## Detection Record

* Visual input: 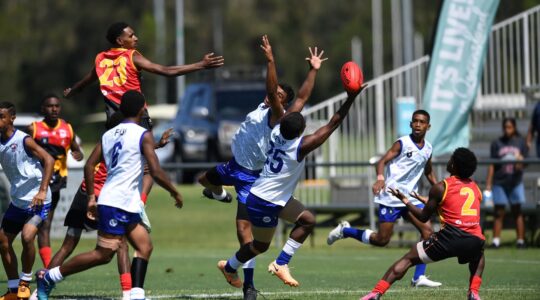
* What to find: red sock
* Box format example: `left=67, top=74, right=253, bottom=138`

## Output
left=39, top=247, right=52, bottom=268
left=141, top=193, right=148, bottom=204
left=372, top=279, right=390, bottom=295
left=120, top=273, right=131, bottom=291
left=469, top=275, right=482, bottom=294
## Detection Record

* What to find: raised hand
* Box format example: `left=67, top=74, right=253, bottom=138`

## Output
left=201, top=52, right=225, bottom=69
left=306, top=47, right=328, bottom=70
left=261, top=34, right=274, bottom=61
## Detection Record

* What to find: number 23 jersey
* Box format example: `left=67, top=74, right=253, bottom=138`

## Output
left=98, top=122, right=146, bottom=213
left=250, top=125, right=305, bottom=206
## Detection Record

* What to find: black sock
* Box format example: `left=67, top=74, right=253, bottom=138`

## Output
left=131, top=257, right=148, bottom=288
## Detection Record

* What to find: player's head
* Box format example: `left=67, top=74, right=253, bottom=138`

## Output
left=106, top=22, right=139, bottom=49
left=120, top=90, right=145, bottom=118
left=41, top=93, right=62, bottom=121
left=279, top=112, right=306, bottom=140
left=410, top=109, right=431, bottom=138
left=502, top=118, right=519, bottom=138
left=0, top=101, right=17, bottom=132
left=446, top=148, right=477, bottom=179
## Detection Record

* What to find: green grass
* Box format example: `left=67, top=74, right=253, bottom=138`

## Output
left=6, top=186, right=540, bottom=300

[Work instructions]
Please report every line of the data above that contains the string "sock", treating uppercase and lowercase as different.

[Solution to this exercise]
* What to find: red sock
* What to find: black sock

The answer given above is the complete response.